[WHAT YOU HAVE TO DO]: Extend the passage on frozen shoulder below, starting right after its last sentence.

[SELECTED EXTRACT]:
--- START ---

Frozen shoulder, as the name implies, is a painful condition in which the shoulder joint becomes “frozen”, making the smallest movement almost impossible. It can result from overuse in persons over 50, but can also occur following a stroke, some accidents and other conditions. A frozen shoulder can linger from few months to as much as 3 years, and the exact cause is unknown. Physiotherapy is always ordered to treat this condition, however it has been found that posture plays a significant role in recovery.
The pivotal goal is to get the joint moving again. The sooner this is done, the quicker the chances of recovery. Anti-inflammatory drugs, heat application and gentle stretching exercises are performed with the help of a physiotherapist or occupational therapist. But before exercise can begin, it is important to look at your posture. If your shoulders are rounded, it will be impossible to effectively elevate the shoulder, and trying to do so can actually increase your pain. If this is the case, we will help you roll your shoulders back, in order to achieve the maximum stretch.

--- END ---

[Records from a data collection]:
--- START ---

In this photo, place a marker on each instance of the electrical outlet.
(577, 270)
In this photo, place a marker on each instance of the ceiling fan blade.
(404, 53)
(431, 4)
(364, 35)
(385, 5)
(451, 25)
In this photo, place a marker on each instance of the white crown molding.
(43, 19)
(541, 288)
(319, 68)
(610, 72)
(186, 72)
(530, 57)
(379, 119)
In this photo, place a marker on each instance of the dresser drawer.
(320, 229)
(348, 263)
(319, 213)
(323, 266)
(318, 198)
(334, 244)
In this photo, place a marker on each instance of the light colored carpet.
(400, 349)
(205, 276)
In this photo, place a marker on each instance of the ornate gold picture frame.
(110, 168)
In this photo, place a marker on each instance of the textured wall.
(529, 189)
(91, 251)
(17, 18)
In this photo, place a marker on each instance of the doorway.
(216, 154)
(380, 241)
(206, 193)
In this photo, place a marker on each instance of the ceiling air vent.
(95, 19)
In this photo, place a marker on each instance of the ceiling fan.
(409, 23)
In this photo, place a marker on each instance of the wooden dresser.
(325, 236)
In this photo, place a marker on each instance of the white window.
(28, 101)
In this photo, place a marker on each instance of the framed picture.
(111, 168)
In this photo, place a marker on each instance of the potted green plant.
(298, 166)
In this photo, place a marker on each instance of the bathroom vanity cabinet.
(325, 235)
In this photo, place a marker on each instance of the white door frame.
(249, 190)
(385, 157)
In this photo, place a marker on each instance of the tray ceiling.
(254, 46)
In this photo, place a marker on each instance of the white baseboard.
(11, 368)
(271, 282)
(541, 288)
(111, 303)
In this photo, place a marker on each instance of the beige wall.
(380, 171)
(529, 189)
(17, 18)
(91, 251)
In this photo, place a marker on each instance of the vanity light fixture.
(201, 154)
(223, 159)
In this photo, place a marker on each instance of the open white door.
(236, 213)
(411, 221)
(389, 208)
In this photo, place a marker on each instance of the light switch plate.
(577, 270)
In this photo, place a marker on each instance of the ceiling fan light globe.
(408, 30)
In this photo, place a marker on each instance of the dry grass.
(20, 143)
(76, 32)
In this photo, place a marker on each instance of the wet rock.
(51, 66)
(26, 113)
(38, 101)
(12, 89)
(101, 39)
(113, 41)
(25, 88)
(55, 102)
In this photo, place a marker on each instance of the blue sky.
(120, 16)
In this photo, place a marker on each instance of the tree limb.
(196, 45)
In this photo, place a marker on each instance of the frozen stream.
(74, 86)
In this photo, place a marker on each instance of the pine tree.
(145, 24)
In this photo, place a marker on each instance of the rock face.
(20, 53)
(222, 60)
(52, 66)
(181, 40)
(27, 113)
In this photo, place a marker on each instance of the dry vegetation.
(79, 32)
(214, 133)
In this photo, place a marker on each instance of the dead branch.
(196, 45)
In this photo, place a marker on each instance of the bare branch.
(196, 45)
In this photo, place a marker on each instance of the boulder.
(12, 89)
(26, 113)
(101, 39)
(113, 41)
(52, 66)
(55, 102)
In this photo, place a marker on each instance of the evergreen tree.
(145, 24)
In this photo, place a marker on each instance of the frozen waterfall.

--- END ---

[ANSWER FOR THIS EXERCISE]:
Some people have a rounded upper spine called kyphosis. This too, will limit your achievable shoulder range of motion, and may contribute to pain. You can eliminate the “hump” by stretching your back daily. You do this by placing a rolled towel just at the base of the hump while sitting in a chair and leaning backwards until you feel a mild to moderate stretch. Hold for 30 seconds, relax and repeat. This should be done several times a day. You should not feel pain with this exercise, and if you do, stop immediately.
Overall, good posture is important to your well being, whether you suffer from frozen shoulder or not. But if you do suffer from this condition, it is crucial that you follow your physiotherapist’s advice on the way you sit, stand and walk. In these positions, your ears should line up with your shoulders and hips. Look at yourself sideways in the mirror, or have a friend tell you if you are stooping. Then straighten up and do your exercises. Your shoulder will thank you.